What you need to do
The answer must consist of every line from the entries below that contains the word "advertising".

Saved entries
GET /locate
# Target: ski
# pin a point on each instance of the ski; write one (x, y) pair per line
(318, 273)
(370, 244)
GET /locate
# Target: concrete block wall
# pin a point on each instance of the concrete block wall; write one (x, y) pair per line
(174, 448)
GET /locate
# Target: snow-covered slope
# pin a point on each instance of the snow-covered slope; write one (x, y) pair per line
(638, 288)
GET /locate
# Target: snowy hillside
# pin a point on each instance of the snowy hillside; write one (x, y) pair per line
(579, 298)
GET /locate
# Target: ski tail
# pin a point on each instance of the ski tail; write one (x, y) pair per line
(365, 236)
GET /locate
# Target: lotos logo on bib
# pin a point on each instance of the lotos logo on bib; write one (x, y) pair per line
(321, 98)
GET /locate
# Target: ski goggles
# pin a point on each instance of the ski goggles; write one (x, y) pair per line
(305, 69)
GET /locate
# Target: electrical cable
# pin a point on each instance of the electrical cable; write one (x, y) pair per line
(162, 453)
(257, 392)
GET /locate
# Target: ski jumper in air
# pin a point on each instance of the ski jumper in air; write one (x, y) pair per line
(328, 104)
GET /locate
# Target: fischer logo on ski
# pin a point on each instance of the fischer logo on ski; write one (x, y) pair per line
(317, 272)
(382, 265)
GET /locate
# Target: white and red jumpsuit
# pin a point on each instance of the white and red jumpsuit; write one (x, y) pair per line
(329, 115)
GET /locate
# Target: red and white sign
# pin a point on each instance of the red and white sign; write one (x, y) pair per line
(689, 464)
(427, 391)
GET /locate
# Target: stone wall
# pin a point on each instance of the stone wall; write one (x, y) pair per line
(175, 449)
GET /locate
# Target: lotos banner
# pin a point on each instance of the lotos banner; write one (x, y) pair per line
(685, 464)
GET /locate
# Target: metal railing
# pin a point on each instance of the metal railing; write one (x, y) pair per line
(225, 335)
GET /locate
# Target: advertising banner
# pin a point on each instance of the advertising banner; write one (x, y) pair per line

Answer section
# Target: advertising banner
# pin a point on each instance of the advertising banner; write one (x, y) pair per line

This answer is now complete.